[Task prompt] After locating the line that contains "mark the black hood | one pin per instance." in the data below, set down exactly that line and each one after it through the line that contains "mark the shovel | one pin per instance.", and nothing more.

[Stored data]
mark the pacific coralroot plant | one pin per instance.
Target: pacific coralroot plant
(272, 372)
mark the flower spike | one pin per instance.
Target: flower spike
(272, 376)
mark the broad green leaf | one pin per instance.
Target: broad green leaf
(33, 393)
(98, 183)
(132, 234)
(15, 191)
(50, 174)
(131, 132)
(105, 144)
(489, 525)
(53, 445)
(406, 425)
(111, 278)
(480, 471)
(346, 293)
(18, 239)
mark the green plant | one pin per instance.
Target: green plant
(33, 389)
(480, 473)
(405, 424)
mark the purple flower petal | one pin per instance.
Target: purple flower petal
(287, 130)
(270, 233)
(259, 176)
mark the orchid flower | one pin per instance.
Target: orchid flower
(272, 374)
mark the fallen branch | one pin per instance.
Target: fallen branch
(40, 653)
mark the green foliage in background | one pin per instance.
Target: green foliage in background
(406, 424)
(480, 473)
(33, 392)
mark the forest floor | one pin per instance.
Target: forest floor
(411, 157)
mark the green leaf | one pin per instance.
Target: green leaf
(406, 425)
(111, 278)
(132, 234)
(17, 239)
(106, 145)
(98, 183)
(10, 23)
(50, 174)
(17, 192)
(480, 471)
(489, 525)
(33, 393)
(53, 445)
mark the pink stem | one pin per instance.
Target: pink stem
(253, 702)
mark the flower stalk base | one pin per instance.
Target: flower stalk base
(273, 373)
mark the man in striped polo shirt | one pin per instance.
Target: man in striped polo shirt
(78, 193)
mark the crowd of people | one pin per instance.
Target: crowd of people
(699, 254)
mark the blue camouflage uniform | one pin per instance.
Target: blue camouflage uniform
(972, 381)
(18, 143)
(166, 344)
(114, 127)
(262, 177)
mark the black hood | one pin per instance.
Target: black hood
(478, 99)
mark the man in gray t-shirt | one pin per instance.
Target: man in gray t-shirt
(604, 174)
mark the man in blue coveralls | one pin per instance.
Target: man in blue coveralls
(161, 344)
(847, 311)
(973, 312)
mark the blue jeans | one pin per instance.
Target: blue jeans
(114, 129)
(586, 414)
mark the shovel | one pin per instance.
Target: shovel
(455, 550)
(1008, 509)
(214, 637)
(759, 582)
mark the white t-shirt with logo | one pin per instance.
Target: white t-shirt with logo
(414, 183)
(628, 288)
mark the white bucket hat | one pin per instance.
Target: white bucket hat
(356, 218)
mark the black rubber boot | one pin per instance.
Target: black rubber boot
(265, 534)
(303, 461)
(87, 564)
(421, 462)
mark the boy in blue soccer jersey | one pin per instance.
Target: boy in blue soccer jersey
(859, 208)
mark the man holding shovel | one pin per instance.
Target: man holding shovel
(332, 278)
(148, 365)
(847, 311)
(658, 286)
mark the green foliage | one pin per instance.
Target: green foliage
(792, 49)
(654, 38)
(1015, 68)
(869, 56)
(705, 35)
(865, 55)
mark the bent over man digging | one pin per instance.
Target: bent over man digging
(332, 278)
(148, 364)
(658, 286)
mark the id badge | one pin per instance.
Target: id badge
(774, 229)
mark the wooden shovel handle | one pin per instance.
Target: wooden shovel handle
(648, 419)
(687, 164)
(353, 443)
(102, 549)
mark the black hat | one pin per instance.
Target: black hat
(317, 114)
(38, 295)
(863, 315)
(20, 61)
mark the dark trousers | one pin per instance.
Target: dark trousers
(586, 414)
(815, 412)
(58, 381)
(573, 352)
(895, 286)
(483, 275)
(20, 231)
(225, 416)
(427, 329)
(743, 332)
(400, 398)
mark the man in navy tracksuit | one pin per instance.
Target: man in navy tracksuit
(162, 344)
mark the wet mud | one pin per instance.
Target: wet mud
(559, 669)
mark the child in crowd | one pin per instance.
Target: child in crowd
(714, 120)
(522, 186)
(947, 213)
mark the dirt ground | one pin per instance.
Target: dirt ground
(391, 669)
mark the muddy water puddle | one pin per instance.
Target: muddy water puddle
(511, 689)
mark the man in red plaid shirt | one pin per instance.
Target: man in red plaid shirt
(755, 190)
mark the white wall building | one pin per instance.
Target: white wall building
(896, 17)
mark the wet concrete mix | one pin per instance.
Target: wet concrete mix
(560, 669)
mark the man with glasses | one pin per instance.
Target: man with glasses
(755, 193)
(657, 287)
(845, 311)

[Solution for this task]
mark the black hood | one pin per instance.
Target: black hood
(478, 99)
mark the man in gray t-shirt | one pin per instance.
Target: man in gray t-shirt
(604, 174)
mark the man in blue coveralls | one pin per instance.
Target: man in blue coveralls
(161, 344)
(847, 311)
(973, 312)
mark the blue jeans | one pin per instance.
Target: blue jeans
(114, 129)
(586, 414)
mark the shovel | one pin per instance.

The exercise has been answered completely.